[EXTRACTED TEXT]
The auditor's office said in its report that it initiated a months-long investigation after receiving concerns about alleged conflicts of interest. The agency reviewed relevant city documents and business filings records with the secretary of state.

The city of Two Harbors had fielded similar complaints, leading the City Council to ask City Attorney Tim Costley to review Swanson's tweets, a podcast appearance and a website aimed at North Shore tourists. Costley offered the opinion that Swanson had violated the city's communication policies and, as an elected official and entrepreneur, used his position for personal gain.

The state auditor said that was the correct call.

"There is no reason to second-guess the decisions by Two Harbors city officials," State Auditor Julie Blaha said in a statement. "Based on our review, the actions of the City Council and the city attorney were decided properly. In addition, the city attorney was the proper person to offer the City Council the facts and conclusions."

In February, the state asked Two Harbors officials for cooperation looking into disbursements from the city to several businesses with ties to Swanson's immediate contacts — including Burlington Station, Garage Starts, Callie's Sweets and First Day Events. They found scenarios where Swanson has been inconsistent in disclosing his relationship to some companies.

Swanson called the news a good day for Two Harbors. He said there has been misinformation spread about the auditor's interest in his businesses.

"Today the findings came back, and they were not that the city gave me any money," he said.

City Council President Ben Redden did not immediately respond to a request for comment.

Swanson has been under fire for the past seven months, starting when word spread about his appearance on the "Ask a Billionaire" podcast where he suggesting building an underwater hotel in Two Harbors. He also was quoted in a New York Times article about cryptocurrency — a topic he was regularly posting about on Twitter.

[AIM OF THE EXERCISE] Continue the news story about the state auditor's review of Two Harbors and Swanson, starting after its final paragraph.

[MATERIAL]
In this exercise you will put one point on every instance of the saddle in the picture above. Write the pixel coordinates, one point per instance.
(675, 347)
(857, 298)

[SOLVED PROBLEM]
With the limelight came public scrutiny and a successful campaign to get a recall vote on the Aug. 9 primary election ballot.

In June, the City Council voted unanimously to ask Swanson to resign. He has said he will not step down. Swanson wasn't at that council meeting or any that have followed.

The state's investigation found several instances where Swanson stated a connection to the local businesses he is involved with, but there is not always documentation to back it.

In one case, one of his employees filed the business listing for First Day Events with the secretary of state — information Swanson passed along to council members. At a later City Council meeting, he said he had no interest in the company that was tapped to help organize the city's first Festival of Sail. The company did not end up contracting with Draw Events, which is behind the festival.

"Given the confusion caused by the mayor's business ties and their impact on his role as mayor (and vice versa), the city may benefit from implementing the use of economic interest disclosure statements for its elected officials," the state suggested in its report.